From the line below that contains "Where is the flower" to the line that contains "Where is the thistle-like", repeat every line exactly, both ends included, and nothing else.

*** Opening of Data for this task ***

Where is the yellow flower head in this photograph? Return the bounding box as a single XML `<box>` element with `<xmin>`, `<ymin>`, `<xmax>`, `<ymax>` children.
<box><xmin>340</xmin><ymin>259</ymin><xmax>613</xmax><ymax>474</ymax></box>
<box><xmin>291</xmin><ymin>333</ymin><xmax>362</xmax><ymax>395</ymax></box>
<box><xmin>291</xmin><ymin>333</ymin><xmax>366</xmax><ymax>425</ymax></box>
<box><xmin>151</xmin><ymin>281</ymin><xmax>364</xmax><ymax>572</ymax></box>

*** Close of Data for this task ***
*** Opening of Data for this task ***

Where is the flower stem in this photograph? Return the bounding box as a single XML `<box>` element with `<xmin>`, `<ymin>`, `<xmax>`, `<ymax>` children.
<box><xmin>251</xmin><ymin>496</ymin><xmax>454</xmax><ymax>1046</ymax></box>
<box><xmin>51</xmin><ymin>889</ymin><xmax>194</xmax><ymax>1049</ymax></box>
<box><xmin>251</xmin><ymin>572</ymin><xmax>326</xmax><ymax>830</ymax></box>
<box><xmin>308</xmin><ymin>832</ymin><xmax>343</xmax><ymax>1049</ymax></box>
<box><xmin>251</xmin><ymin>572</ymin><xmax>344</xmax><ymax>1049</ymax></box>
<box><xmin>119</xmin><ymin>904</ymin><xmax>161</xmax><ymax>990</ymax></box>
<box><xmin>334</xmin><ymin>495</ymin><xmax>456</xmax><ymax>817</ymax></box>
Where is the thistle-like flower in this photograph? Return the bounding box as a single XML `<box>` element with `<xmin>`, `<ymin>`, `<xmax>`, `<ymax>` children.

*** Close of Data for this task ***

Task response:
Where is the flower stem in this photograph? Return the bounding box as a single XML `<box>` element with `<xmin>`, `<ymin>`, `<xmax>`, `<ymax>` children.
<box><xmin>251</xmin><ymin>496</ymin><xmax>454</xmax><ymax>1046</ymax></box>
<box><xmin>51</xmin><ymin>889</ymin><xmax>194</xmax><ymax>1049</ymax></box>
<box><xmin>251</xmin><ymin>572</ymin><xmax>326</xmax><ymax>830</ymax></box>
<box><xmin>308</xmin><ymin>832</ymin><xmax>343</xmax><ymax>1049</ymax></box>
<box><xmin>251</xmin><ymin>572</ymin><xmax>344</xmax><ymax>1049</ymax></box>
<box><xmin>119</xmin><ymin>904</ymin><xmax>161</xmax><ymax>990</ymax></box>
<box><xmin>334</xmin><ymin>495</ymin><xmax>456</xmax><ymax>817</ymax></box>
Where is the thistle-like flower in this photograph? Return the bounding box as a single XML `<box>` element with `<xmin>`, `<ymin>`, `<xmax>`, `<ymax>` children.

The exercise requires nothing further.